- Exercise requirements: The response must match the data below exactly, line for line.

- Data provided:
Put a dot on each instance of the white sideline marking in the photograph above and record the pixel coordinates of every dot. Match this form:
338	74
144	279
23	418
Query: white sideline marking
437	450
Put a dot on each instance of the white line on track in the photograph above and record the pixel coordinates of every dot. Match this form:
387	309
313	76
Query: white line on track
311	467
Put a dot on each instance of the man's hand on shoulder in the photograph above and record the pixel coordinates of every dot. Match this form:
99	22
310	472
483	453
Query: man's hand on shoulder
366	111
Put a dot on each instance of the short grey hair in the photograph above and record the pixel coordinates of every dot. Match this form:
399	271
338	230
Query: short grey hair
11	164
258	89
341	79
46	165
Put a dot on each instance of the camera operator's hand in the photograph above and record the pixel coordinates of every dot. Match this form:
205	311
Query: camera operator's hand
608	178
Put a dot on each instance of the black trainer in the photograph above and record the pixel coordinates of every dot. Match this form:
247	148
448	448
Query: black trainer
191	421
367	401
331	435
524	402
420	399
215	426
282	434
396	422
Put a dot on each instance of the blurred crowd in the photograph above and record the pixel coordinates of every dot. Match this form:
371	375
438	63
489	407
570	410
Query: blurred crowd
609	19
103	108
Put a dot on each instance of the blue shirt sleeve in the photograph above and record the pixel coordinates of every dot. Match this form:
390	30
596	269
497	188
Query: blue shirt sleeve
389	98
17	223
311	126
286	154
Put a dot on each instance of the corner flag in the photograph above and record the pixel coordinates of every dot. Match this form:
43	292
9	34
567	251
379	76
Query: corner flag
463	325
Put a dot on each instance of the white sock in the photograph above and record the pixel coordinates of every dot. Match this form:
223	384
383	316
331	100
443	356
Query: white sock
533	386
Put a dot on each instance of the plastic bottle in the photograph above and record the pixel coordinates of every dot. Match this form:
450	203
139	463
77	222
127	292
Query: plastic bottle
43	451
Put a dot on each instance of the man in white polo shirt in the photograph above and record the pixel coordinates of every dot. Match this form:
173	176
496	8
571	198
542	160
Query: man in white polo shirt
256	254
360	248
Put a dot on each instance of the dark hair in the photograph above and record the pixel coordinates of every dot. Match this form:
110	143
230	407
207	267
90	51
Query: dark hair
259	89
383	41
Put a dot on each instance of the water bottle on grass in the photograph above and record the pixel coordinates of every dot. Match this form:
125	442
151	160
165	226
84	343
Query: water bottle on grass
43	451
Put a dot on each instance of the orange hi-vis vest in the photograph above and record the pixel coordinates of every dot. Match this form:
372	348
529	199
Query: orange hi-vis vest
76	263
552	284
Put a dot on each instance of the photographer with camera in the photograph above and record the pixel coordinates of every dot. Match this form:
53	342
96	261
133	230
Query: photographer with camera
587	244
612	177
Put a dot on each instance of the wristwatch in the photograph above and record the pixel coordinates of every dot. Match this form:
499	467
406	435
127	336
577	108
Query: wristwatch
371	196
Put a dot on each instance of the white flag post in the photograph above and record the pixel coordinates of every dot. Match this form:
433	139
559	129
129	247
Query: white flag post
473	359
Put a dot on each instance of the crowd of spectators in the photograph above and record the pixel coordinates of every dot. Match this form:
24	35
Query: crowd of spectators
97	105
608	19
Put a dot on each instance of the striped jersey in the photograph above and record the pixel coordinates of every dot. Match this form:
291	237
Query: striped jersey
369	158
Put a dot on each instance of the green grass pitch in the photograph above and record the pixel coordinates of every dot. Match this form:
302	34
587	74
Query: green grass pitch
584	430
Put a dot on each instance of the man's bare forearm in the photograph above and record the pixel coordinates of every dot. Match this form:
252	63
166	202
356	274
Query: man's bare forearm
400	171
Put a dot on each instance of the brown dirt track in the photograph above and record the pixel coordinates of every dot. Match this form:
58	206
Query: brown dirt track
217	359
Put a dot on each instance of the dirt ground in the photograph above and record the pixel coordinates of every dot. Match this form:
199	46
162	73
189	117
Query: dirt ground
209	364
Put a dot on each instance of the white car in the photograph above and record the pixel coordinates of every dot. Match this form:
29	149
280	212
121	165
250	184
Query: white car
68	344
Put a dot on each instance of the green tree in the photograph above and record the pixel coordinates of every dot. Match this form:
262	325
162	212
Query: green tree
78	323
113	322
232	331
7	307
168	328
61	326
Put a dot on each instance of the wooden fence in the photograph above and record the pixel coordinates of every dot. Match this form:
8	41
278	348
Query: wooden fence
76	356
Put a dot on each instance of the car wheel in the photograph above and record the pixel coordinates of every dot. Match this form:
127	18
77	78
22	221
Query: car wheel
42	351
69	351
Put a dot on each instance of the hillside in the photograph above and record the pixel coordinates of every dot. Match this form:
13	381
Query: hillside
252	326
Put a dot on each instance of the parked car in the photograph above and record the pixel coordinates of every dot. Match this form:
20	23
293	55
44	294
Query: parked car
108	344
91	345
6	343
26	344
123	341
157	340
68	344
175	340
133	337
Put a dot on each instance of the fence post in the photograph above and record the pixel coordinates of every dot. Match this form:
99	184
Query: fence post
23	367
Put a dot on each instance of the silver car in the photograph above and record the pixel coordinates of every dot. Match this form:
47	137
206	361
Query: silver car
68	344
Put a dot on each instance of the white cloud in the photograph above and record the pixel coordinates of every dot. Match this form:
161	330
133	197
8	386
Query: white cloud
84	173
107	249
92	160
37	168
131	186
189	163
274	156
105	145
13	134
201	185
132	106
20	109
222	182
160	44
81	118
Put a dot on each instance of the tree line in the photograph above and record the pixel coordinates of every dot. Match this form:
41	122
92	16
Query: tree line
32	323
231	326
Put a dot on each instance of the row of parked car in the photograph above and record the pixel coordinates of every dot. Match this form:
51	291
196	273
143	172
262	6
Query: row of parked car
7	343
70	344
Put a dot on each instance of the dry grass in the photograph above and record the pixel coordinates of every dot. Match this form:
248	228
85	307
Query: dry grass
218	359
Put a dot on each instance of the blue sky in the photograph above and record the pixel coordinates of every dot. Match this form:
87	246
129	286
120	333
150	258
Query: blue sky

- Response area:
Put a dot on each instance of the white sideline marking in the photograph above and record the pixel coordinates of every dot. Match this form:
338	74
144	279
23	418
Query: white sideline marking
437	450
Put a dot on each instance of the white line on track in the photograph above and record the pixel coordinates of every dot. Match this form:
387	309
313	76
Query: white line on track
311	467
Put a dot on each instance of the man's hand on shoulder in the photograph above and record the pixel coordinates of every dot. Match this form:
99	22
310	472
483	453
Query: man's hand on shoulder
366	111
Put a dot on each instance of the short grey hair in the photograph above and record the pixel coordinates of every dot. Match this form:
399	271
338	230
Query: short grey hair
11	164
258	89
341	79
46	165
Put a dot on each instance of the camera operator's hand in the photograph above and record the pixel coordinates of every dot. Match this form:
205	311
Query: camera operator's hand
608	178
Put a dot on each instance of the black trainer in the photograph above and record the pixel coordinates of every dot. Match this form:
247	148
448	448
Query: black trainer
191	421
367	401
331	435
524	402
420	399
215	426
282	434
396	422
Put a dot on each instance of the blurred crowd in the photograph above and record the pixel coordinates of every dot. Match this form:
371	375
438	63
489	407
570	410
Query: blurred crowd
609	19
103	108
Put a dot on each instance of the blue shirt sleeve in the photograph above and record the pixel coordinates of every dot. Match this form:
390	30
596	269
497	188
Query: blue shirt sleeve
389	98
17	223
311	126
286	154
Put a dot on each instance of the corner flag in the photograph above and record the pixel coordinates of every dot. Match this form:
43	292
9	34
567	251
379	76
Query: corner flag
463	325
Put a dot on each instance of the white sock in the photograph above and record the pixel coordinates of every dot. Match this form:
223	384
383	316
331	100
443	356
Query: white sock
533	386
Put a dot on each instance of the plastic bottle in the photograph above and record the pixel coordinates of every dot. Match this form:
450	203
139	463
77	222
127	292
Query: plastic bottle
43	451
Put a dot on each instance of the man in white polo shirt in the photograph above and record the pixel coordinates of every dot. Match this form:
173	176
496	8
571	198
542	160
Query: man in white polo shirt
256	254
360	248
Put a dot on each instance of the dark hair in the photograph above and record the pixel coordinates of every dot. Match this form:
110	143
230	407
207	267
90	51
Query: dark hair
259	89
383	41
Put a dot on each instance of the water bottle on grass in the photograph above and record the pixel coordinates of every dot. Match this form:
125	442
151	160
165	226
84	343
Query: water bottle on grass
43	451
Put a dot on each instance of the orange hi-vis vest in the photograph above and record the pixel coordinates of every dot. Match this form:
372	348
529	199
Query: orange hi-vis vest
76	263
552	284
Put a dot on each instance of the photographer with camera in the photograph above and record the pixel coordinates of every dot. Match this form:
53	342
96	261
133	230
Query: photographer with camera
587	244
612	177
Put a dot on each instance of the wristwatch in the photograph above and record the pixel coordinates of every dot. Match this form:
499	467
406	435
127	336
577	108
Query: wristwatch
371	196
Put a dot on each instance of the white flag post in the photograph above and record the pixel coordinates of every dot. Match this form:
433	139
559	129
129	247
Query: white flag post
473	359
Put a dot on each instance of the crowd of spectators in the photograph above and record the pixel coordinates of every dot. Match this form:
24	35
Query: crowd of spectators
97	105
608	19
Put a dot on each instance of the striped jersey in the photograph above and record the pixel coordinates of every dot. Match this form:
291	237
Query: striped jersey
369	158
Put a dot on each instance of the green grass pitch in the photograph above and record the pixel coordinates of every dot. Match this form:
302	34
587	74
Query: green grass pitch
584	430
Put a dot on each instance of the man's bare forearm in the photograph above and record the pixel coordinates of every dot. Match this form:
252	63
166	202
356	274
Query: man's bare forearm
400	171
Put a dot on each instance of the brown dirt track in the photograph above and record the pixel coordinates of every dot. Match this form:
58	206
Query: brown dirt track
217	359
Put a dot on each instance of the dirt ground in the photograph above and record the pixel coordinates of every dot. Match this form:
199	46
162	73
189	117
Query: dirt ground
209	364
Put a dot on each instance of the white car in the photograph above and record the pixel coordinates of every dot. Match this form:
29	149
280	212
121	165
250	184
Query: white car
68	344
Put a dot on each instance of the green tree in the photograph above and record the pixel coordinates of every dot. Match this form:
262	325
162	212
Query: green tree
78	323
113	322
232	331
7	307
168	328
61	326
Put a dot on each instance of the wooden fence in the photograph above and record the pixel coordinates of every dot. Match this form:
8	41
278	348
Query: wooden fence
76	356
Put a dot on each instance of the car wheel in the photograph above and record the pixel coordinates of every dot. Match this form:
127	18
77	78
22	221
Query: car wheel
42	351
69	351
Put a dot on each instance of the hillside in the photograph above and record the pixel coordinates of every dot. Match this form:
13	381
Query: hillside
252	326
Put a dot on each instance of the parked car in the photograph above and record the pixel coordinates of every dot. Match this form:
20	23
293	55
44	294
Query: parked car
108	344
91	345
6	343
26	344
123	341
157	340
68	344
175	340
133	337
Put a dot on each instance of the fence post in the photograph above and record the pixel coordinates of every dot. Match this form:
99	184
Query: fence post
23	367
Put a dot on each instance of the silver car in the photograph above and record the pixel coordinates of every dot. Match this form:
47	137
206	361
Query: silver car
68	344
Put a dot on each instance of the white cloud in the photograph above and record the pixel coordinates of every dot. Match this form:
161	330
133	197
8	386
Query: white cloud
84	173
107	249
92	160
37	168
131	186
189	163
274	156
105	145
13	134
201	185
132	106
20	109
222	182
160	44
81	118
Put a dot on each instance of the tree line in the photograph above and record the pixel coordinates of every dot. Match this form:
41	122
92	16
Query: tree line
32	323
231	326
Put a dot on each instance of the row of parked car in the photograph above and record the pixel coordinates of every dot. Match this form:
51	291
196	273
143	172
262	6
Query: row of parked car
7	343
70	344
Put a dot on each instance of the dry grass in the photograph above and record the pixel coordinates of every dot. Match this form:
248	228
85	307
Query: dry grass
218	359
Put a dot on each instance of the blue sky in the photograph above and record the pixel coordinates of every dot. Match this form:
87	246
129	286
120	333
150	258
Query: blue sky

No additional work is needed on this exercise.